--- BEGIN ---

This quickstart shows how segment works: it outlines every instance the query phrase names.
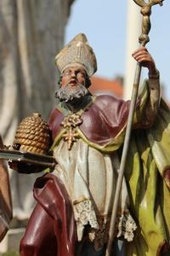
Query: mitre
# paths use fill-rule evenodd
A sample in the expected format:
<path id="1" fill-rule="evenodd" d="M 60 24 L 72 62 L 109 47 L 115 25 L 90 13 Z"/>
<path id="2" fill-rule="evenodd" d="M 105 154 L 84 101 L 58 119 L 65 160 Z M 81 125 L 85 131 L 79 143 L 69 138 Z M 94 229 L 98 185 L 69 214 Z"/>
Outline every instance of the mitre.
<path id="1" fill-rule="evenodd" d="M 55 56 L 60 72 L 69 67 L 80 66 L 91 77 L 97 70 L 96 57 L 84 34 L 79 33 Z"/>

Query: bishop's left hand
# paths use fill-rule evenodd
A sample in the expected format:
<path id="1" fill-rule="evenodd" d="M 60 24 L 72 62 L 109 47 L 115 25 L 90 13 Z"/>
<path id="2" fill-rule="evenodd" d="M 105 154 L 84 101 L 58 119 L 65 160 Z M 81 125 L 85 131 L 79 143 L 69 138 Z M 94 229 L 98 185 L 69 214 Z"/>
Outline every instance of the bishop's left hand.
<path id="1" fill-rule="evenodd" d="M 147 67 L 150 74 L 156 73 L 154 59 L 145 47 L 142 46 L 139 48 L 132 54 L 132 55 L 142 67 Z"/>

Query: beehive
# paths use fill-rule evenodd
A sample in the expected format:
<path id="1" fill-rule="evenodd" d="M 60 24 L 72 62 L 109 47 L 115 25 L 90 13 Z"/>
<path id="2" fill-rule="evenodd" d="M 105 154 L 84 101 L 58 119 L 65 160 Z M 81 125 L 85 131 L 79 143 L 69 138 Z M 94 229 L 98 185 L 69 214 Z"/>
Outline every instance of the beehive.
<path id="1" fill-rule="evenodd" d="M 14 149 L 45 154 L 51 144 L 49 127 L 41 114 L 34 113 L 19 125 L 14 139 Z"/>

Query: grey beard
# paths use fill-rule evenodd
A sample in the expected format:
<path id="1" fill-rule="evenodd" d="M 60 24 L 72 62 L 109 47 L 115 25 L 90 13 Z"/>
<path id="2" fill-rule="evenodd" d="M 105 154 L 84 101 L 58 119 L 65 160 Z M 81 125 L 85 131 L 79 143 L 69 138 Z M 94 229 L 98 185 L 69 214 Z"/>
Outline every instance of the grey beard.
<path id="1" fill-rule="evenodd" d="M 74 91 L 71 91 L 71 89 L 68 88 L 67 84 L 65 87 L 61 87 L 57 90 L 55 92 L 55 97 L 60 99 L 60 102 L 68 102 L 73 101 L 74 99 L 80 99 L 88 94 L 88 89 L 81 84 L 76 84 L 76 90 L 74 88 Z"/>

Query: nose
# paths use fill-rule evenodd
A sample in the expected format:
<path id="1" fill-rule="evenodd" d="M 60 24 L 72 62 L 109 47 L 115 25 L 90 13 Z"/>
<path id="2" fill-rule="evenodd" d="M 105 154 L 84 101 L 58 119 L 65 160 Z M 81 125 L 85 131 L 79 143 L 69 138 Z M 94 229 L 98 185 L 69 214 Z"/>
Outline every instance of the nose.
<path id="1" fill-rule="evenodd" d="M 76 73 L 75 70 L 71 71 L 71 78 L 76 78 Z"/>

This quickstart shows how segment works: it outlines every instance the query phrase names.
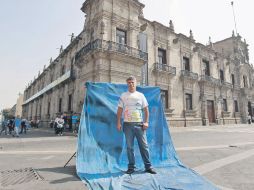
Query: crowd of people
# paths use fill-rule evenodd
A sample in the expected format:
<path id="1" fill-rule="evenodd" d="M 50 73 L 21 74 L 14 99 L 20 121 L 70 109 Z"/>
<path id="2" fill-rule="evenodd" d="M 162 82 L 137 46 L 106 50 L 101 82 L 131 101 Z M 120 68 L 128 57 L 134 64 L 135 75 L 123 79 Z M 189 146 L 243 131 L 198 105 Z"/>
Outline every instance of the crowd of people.
<path id="1" fill-rule="evenodd" d="M 25 118 L 15 117 L 3 120 L 1 123 L 2 129 L 0 135 L 12 135 L 13 137 L 19 137 L 20 134 L 26 134 L 27 129 L 31 128 L 31 121 L 29 122 Z"/>
<path id="2" fill-rule="evenodd" d="M 26 134 L 29 128 L 39 128 L 41 126 L 40 120 L 30 120 L 20 118 L 5 119 L 1 123 L 0 136 L 2 134 L 12 135 L 13 137 L 19 137 L 20 134 Z M 69 131 L 77 135 L 79 128 L 79 115 L 73 114 L 67 117 L 66 114 L 58 115 L 54 120 L 49 123 L 51 128 L 54 128 L 55 134 L 62 136 L 64 131 Z"/>
<path id="3" fill-rule="evenodd" d="M 50 121 L 49 125 L 51 128 L 54 128 L 55 134 L 58 136 L 62 136 L 63 132 L 66 130 L 77 135 L 79 128 L 79 115 L 75 113 L 70 117 L 67 117 L 66 115 L 58 115 L 55 120 Z"/>

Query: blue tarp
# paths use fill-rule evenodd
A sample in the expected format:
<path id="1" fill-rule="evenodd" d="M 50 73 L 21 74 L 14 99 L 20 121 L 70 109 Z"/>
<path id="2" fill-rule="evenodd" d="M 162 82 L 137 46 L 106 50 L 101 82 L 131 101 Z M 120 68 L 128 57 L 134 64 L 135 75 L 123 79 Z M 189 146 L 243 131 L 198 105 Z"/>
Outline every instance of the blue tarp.
<path id="1" fill-rule="evenodd" d="M 116 129 L 120 95 L 127 85 L 86 83 L 86 97 L 80 121 L 77 174 L 95 190 L 215 190 L 195 171 L 185 167 L 174 149 L 164 115 L 159 87 L 137 87 L 149 103 L 147 139 L 150 158 L 157 174 L 144 172 L 137 143 L 137 172 L 125 174 L 128 160 L 123 132 Z"/>

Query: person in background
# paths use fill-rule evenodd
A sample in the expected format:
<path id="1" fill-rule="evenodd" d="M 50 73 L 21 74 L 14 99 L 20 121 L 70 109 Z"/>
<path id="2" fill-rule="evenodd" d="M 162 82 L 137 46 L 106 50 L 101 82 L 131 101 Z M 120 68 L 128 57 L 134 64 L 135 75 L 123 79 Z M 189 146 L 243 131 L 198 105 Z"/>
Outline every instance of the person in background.
<path id="1" fill-rule="evenodd" d="M 64 119 L 63 116 L 57 120 L 57 128 L 58 128 L 58 135 L 63 136 L 63 130 L 64 130 Z"/>
<path id="2" fill-rule="evenodd" d="M 15 130 L 15 134 L 16 135 L 12 135 L 13 137 L 19 137 L 19 129 L 20 129 L 20 126 L 21 126 L 21 119 L 19 117 L 19 115 L 14 119 L 14 122 L 13 122 L 13 127 L 14 127 L 14 130 Z"/>
<path id="3" fill-rule="evenodd" d="M 136 78 L 131 76 L 126 80 L 128 91 L 123 93 L 119 99 L 117 109 L 117 130 L 122 130 L 121 117 L 124 113 L 123 132 L 125 134 L 127 145 L 127 156 L 129 160 L 127 174 L 135 171 L 134 138 L 136 137 L 140 154 L 142 156 L 145 171 L 156 174 L 152 169 L 149 159 L 149 149 L 146 138 L 146 130 L 149 126 L 148 103 L 144 94 L 136 91 Z M 143 119 L 144 112 L 144 119 Z"/>
<path id="4" fill-rule="evenodd" d="M 20 134 L 23 133 L 23 130 L 24 130 L 24 133 L 26 134 L 26 119 L 22 119 L 21 120 L 21 131 L 20 131 Z"/>
<path id="5" fill-rule="evenodd" d="M 248 115 L 248 123 L 251 124 L 251 116 L 250 116 L 250 114 Z"/>
<path id="6" fill-rule="evenodd" d="M 3 120 L 1 125 L 2 125 L 2 130 L 0 132 L 0 135 L 2 135 L 2 132 L 4 132 L 5 135 L 7 135 L 7 122 L 6 122 L 6 120 Z"/>
<path id="7" fill-rule="evenodd" d="M 79 116 L 76 113 L 74 113 L 71 117 L 71 123 L 73 126 L 73 133 L 75 134 L 78 133 L 78 128 L 79 128 L 78 120 L 79 120 Z"/>
<path id="8" fill-rule="evenodd" d="M 14 119 L 9 119 L 8 122 L 7 122 L 7 126 L 8 126 L 8 129 L 9 129 L 9 134 L 10 135 L 12 135 L 12 132 L 14 132 L 13 122 L 14 122 Z"/>

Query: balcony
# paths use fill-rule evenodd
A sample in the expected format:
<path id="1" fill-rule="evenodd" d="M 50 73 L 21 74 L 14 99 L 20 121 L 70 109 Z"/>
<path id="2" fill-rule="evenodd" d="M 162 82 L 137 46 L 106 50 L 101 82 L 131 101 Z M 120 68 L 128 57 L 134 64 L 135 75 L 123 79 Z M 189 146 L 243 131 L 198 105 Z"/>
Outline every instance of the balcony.
<path id="1" fill-rule="evenodd" d="M 113 41 L 105 41 L 101 39 L 94 40 L 93 42 L 88 43 L 84 46 L 79 52 L 76 53 L 75 59 L 78 60 L 80 57 L 85 56 L 89 52 L 94 50 L 101 51 L 101 52 L 115 52 L 124 55 L 128 55 L 131 57 L 135 57 L 138 59 L 142 59 L 147 61 L 148 54 L 142 52 L 139 49 L 127 46 L 125 44 L 119 44 Z"/>
<path id="2" fill-rule="evenodd" d="M 225 88 L 233 88 L 233 85 L 226 81 L 221 81 L 221 85 L 222 87 L 225 87 Z"/>
<path id="3" fill-rule="evenodd" d="M 181 70 L 181 76 L 191 80 L 198 80 L 198 74 L 187 70 Z"/>
<path id="4" fill-rule="evenodd" d="M 176 75 L 176 68 L 167 64 L 154 63 L 154 71 L 165 72 L 171 75 Z"/>
<path id="5" fill-rule="evenodd" d="M 213 78 L 212 76 L 208 75 L 201 75 L 200 82 L 207 82 L 216 86 L 219 86 L 221 84 L 219 79 Z"/>
<path id="6" fill-rule="evenodd" d="M 240 90 L 240 88 L 241 88 L 240 85 L 238 85 L 238 84 L 233 84 L 232 86 L 233 86 L 234 90 Z"/>

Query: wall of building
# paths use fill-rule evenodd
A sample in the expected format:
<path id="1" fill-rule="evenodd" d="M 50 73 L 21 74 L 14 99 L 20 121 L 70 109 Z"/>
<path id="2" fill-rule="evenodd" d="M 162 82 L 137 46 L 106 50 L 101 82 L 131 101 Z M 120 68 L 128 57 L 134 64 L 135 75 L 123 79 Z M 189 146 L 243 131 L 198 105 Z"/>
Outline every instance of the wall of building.
<path id="1" fill-rule="evenodd" d="M 82 6 L 86 14 L 84 30 L 29 84 L 24 92 L 24 116 L 47 122 L 57 114 L 80 113 L 86 81 L 125 83 L 129 75 L 134 75 L 139 83 L 148 78 L 148 85 L 163 90 L 165 112 L 171 126 L 246 122 L 248 105 L 254 105 L 254 72 L 246 58 L 248 52 L 235 51 L 240 46 L 247 51 L 246 42 L 232 36 L 206 46 L 197 43 L 192 32 L 189 36 L 176 33 L 172 22 L 164 26 L 147 20 L 143 8 L 136 0 L 85 1 Z M 126 34 L 126 44 L 117 43 L 119 30 Z M 138 49 L 141 33 L 147 36 L 147 52 Z M 160 62 L 159 50 L 165 52 L 164 63 Z M 184 58 L 189 60 L 189 70 L 184 66 Z M 205 62 L 209 64 L 209 76 Z M 146 72 L 141 69 L 146 64 L 147 75 L 144 75 Z M 71 74 L 65 80 L 28 101 L 34 94 L 60 81 L 67 72 Z M 247 87 L 242 84 L 243 76 L 247 77 Z M 186 100 L 190 97 L 191 108 Z M 237 101 L 238 111 L 234 101 Z"/>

--- END ---

Copy out the material above, from its first line through the line that contains "99 L 60 102", including both ends, and leave the pictures out of your copy.

This quickstart shows how segment works: it outlines every instance the query phrase names.
Query: mitre
# paths use fill-rule evenodd
A sample in the expected format:
<path id="1" fill-rule="evenodd" d="M 60 24 L 72 62 L 109 47 L 115 25 L 90 13 Z"/>
<path id="2" fill-rule="evenodd" d="M 105 154 L 84 101 L 58 119 L 65 160 Z M 81 125 L 85 131 L 79 143 L 69 138 Z M 94 229 L 98 185 L 69 214 Z"/>
Outline every instance of the mitre.
<path id="1" fill-rule="evenodd" d="M 55 56 L 60 72 L 69 67 L 80 66 L 91 77 L 97 70 L 96 57 L 84 34 L 79 33 Z"/>

Query: bishop's left hand
# paths use fill-rule evenodd
A sample in the expected format:
<path id="1" fill-rule="evenodd" d="M 60 24 L 72 62 L 109 47 L 115 25 L 90 13 Z"/>
<path id="2" fill-rule="evenodd" d="M 105 154 L 84 101 L 58 119 L 65 160 Z M 81 125 L 85 131 L 79 143 L 69 138 Z M 94 229 L 98 185 L 69 214 Z"/>
Outline every instance of the bishop's left hand.
<path id="1" fill-rule="evenodd" d="M 147 67 L 150 74 L 156 73 L 154 59 L 145 47 L 142 46 L 139 48 L 132 54 L 132 55 L 142 67 Z"/>

Query: beehive
# paths use fill-rule evenodd
A sample in the expected format:
<path id="1" fill-rule="evenodd" d="M 60 24 L 72 62 L 109 47 L 115 25 L 90 13 Z"/>
<path id="2" fill-rule="evenodd" d="M 105 154 L 84 101 L 58 119 L 65 160 Z M 81 125 L 85 131 L 79 143 L 69 138 Z M 94 229 L 98 185 L 69 214 Z"/>
Outline every instance of the beehive.
<path id="1" fill-rule="evenodd" d="M 14 149 L 45 154 L 51 144 L 49 127 L 41 114 L 34 113 L 19 125 L 14 139 Z"/>

Query: grey beard
# paths use fill-rule evenodd
A sample in the expected format:
<path id="1" fill-rule="evenodd" d="M 60 24 L 72 62 L 109 47 L 115 25 L 90 13 Z"/>
<path id="2" fill-rule="evenodd" d="M 105 154 L 84 101 L 58 119 L 65 160 Z M 81 125 L 85 131 L 79 143 L 69 138 Z M 94 229 L 98 185 L 69 214 Z"/>
Outline every instance of the grey beard.
<path id="1" fill-rule="evenodd" d="M 74 91 L 71 91 L 71 89 L 68 88 L 67 84 L 65 87 L 61 87 L 57 90 L 55 92 L 55 97 L 60 99 L 60 102 L 68 102 L 73 101 L 74 99 L 80 99 L 88 94 L 88 89 L 81 84 L 76 84 L 76 90 L 74 88 Z"/>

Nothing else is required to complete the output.